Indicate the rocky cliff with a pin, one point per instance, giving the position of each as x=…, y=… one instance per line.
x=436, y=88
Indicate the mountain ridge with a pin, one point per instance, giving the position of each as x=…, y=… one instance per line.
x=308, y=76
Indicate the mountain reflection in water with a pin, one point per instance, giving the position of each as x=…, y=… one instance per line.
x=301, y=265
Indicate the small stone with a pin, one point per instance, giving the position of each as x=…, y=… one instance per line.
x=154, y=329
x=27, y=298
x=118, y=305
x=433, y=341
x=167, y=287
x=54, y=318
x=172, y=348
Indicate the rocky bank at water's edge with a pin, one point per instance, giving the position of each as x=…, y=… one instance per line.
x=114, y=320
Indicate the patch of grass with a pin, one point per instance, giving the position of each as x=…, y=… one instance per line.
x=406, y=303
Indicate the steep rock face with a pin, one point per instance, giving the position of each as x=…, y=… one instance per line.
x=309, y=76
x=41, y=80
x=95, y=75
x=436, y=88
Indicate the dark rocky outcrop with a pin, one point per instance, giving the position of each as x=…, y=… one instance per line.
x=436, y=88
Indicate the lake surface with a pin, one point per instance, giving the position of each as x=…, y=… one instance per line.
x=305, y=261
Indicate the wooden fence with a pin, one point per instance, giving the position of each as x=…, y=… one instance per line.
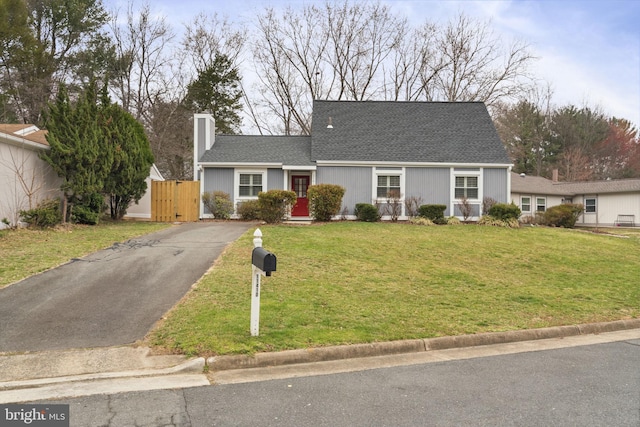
x=175, y=201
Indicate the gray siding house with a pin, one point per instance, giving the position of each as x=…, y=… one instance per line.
x=440, y=152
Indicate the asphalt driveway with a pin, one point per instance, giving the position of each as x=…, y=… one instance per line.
x=114, y=296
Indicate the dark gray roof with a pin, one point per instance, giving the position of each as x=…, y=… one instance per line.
x=540, y=185
x=288, y=150
x=441, y=132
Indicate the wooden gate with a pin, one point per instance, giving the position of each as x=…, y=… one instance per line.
x=173, y=201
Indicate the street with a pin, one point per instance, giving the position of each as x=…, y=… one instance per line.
x=587, y=385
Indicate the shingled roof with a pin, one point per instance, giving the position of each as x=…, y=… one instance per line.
x=425, y=132
x=285, y=150
x=539, y=185
x=375, y=131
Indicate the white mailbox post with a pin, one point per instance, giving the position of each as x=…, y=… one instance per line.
x=263, y=263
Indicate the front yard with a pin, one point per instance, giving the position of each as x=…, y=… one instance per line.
x=353, y=282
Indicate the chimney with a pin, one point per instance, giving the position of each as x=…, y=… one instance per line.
x=204, y=135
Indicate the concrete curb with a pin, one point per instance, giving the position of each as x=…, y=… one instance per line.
x=323, y=354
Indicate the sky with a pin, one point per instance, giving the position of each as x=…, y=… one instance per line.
x=587, y=50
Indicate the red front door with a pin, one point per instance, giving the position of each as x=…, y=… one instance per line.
x=299, y=185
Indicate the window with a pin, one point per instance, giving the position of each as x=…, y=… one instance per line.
x=466, y=187
x=250, y=184
x=386, y=184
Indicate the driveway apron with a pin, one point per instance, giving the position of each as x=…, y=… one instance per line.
x=111, y=297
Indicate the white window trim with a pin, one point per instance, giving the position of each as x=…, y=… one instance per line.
x=374, y=186
x=236, y=183
x=595, y=199
x=452, y=182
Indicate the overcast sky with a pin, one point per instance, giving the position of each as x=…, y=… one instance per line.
x=588, y=50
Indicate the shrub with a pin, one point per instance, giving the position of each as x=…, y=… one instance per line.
x=218, y=203
x=367, y=212
x=81, y=214
x=563, y=215
x=393, y=205
x=249, y=210
x=46, y=214
x=433, y=212
x=487, y=204
x=495, y=222
x=325, y=201
x=411, y=205
x=452, y=220
x=87, y=210
x=421, y=221
x=274, y=204
x=505, y=211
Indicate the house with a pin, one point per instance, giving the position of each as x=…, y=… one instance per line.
x=25, y=179
x=606, y=203
x=438, y=152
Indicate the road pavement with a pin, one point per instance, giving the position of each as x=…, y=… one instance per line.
x=581, y=385
x=114, y=296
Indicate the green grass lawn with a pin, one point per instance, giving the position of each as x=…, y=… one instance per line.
x=353, y=282
x=25, y=252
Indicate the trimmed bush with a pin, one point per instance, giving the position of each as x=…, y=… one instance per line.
x=421, y=221
x=325, y=201
x=367, y=212
x=274, y=205
x=563, y=215
x=495, y=222
x=218, y=203
x=46, y=214
x=433, y=212
x=81, y=214
x=505, y=211
x=249, y=210
x=88, y=209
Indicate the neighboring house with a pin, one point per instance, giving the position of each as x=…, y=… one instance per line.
x=438, y=152
x=142, y=209
x=606, y=203
x=25, y=179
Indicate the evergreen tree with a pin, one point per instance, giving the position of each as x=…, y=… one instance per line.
x=97, y=147
x=132, y=160
x=217, y=91
x=78, y=153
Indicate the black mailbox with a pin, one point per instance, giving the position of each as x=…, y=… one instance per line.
x=264, y=260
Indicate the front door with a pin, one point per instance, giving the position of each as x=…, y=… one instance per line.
x=299, y=185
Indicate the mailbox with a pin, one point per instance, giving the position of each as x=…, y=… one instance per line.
x=264, y=260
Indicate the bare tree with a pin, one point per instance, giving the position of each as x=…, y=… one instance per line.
x=143, y=60
x=477, y=67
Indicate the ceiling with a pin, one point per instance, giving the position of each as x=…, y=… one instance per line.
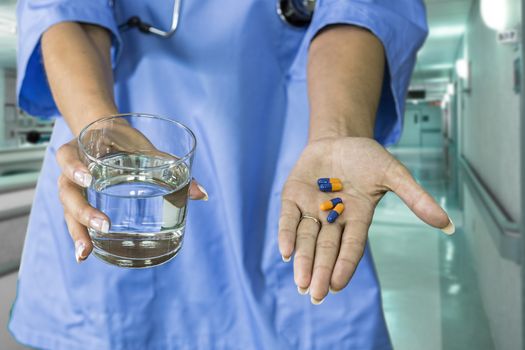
x=447, y=21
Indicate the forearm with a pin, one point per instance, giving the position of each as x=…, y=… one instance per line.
x=78, y=68
x=345, y=75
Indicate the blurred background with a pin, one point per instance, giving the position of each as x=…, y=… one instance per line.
x=463, y=139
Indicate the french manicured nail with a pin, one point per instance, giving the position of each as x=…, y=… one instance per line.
x=79, y=251
x=333, y=291
x=82, y=178
x=205, y=198
x=450, y=228
x=316, y=301
x=99, y=225
x=303, y=291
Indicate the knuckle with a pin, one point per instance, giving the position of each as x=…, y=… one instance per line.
x=322, y=268
x=301, y=257
x=306, y=238
x=326, y=244
x=286, y=233
x=349, y=241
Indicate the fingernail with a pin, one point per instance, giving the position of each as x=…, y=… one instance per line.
x=333, y=291
x=450, y=228
x=99, y=225
x=203, y=191
x=79, y=251
x=82, y=178
x=303, y=291
x=316, y=301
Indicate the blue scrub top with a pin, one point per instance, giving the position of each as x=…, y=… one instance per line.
x=235, y=74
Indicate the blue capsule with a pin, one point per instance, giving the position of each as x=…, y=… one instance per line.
x=334, y=214
x=331, y=187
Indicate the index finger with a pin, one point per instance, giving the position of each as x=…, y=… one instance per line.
x=288, y=222
x=401, y=182
x=71, y=165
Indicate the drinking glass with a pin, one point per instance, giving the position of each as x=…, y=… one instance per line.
x=141, y=168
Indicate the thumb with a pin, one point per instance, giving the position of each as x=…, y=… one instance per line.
x=400, y=181
x=197, y=192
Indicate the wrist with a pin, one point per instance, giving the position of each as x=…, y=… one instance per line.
x=324, y=128
x=80, y=118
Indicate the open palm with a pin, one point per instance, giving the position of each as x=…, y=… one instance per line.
x=326, y=255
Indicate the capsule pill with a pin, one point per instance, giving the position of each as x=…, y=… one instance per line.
x=330, y=204
x=331, y=187
x=328, y=180
x=334, y=214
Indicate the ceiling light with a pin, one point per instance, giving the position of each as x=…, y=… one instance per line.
x=495, y=13
x=463, y=68
x=451, y=89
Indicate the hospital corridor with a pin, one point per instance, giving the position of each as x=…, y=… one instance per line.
x=458, y=127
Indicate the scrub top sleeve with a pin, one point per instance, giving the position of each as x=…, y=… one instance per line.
x=34, y=17
x=401, y=27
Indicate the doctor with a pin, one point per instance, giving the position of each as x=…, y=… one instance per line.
x=274, y=107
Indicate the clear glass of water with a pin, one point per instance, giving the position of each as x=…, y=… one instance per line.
x=141, y=168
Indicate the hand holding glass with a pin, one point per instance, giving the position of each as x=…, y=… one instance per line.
x=141, y=169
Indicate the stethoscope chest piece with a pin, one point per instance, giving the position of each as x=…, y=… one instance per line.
x=297, y=13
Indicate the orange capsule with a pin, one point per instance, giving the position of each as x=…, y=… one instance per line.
x=334, y=213
x=339, y=208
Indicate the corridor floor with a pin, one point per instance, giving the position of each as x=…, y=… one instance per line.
x=429, y=286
━━━━━━
**YOUR OBJECTIVE:** Take the line with "Indicate the hospital" and every line after it in the data, and please reproduce them exactly, leaving out all other lines.

**PROBLEM SOLUTION:**
Indicate the hospital corridor with a pin, one point per instance, giving the position of each as x=…, y=… one instance per line.
x=458, y=127
Indicate the scrub top sleeve with a pin, one point per instance, giving the position of each as x=…, y=… one instance per line.
x=34, y=17
x=401, y=27
Indicate the doctor with a pin, one point per instance, giving the position of each as x=…, y=… one instance per line.
x=274, y=107
Indicate the clear glass of water with a pin, one point per instance, giving the position of each as x=…, y=… one instance per line.
x=141, y=168
Indicate the hand holding glass with a pin, one point per instance, giving the position of each as x=…, y=… one instance per line.
x=141, y=169
Indicate the stethoscope chest piece with a pin, one point per instance, giving the position of each as x=…, y=… one instance per line.
x=297, y=13
Indicate the orange capsule with a pin, one point per instance, giving the position of each as x=…, y=… one instance per line.
x=334, y=213
x=339, y=208
Indicate the corridor floor with a pin, one point per instance, giving the position of each as x=…, y=… one instance per line.
x=429, y=286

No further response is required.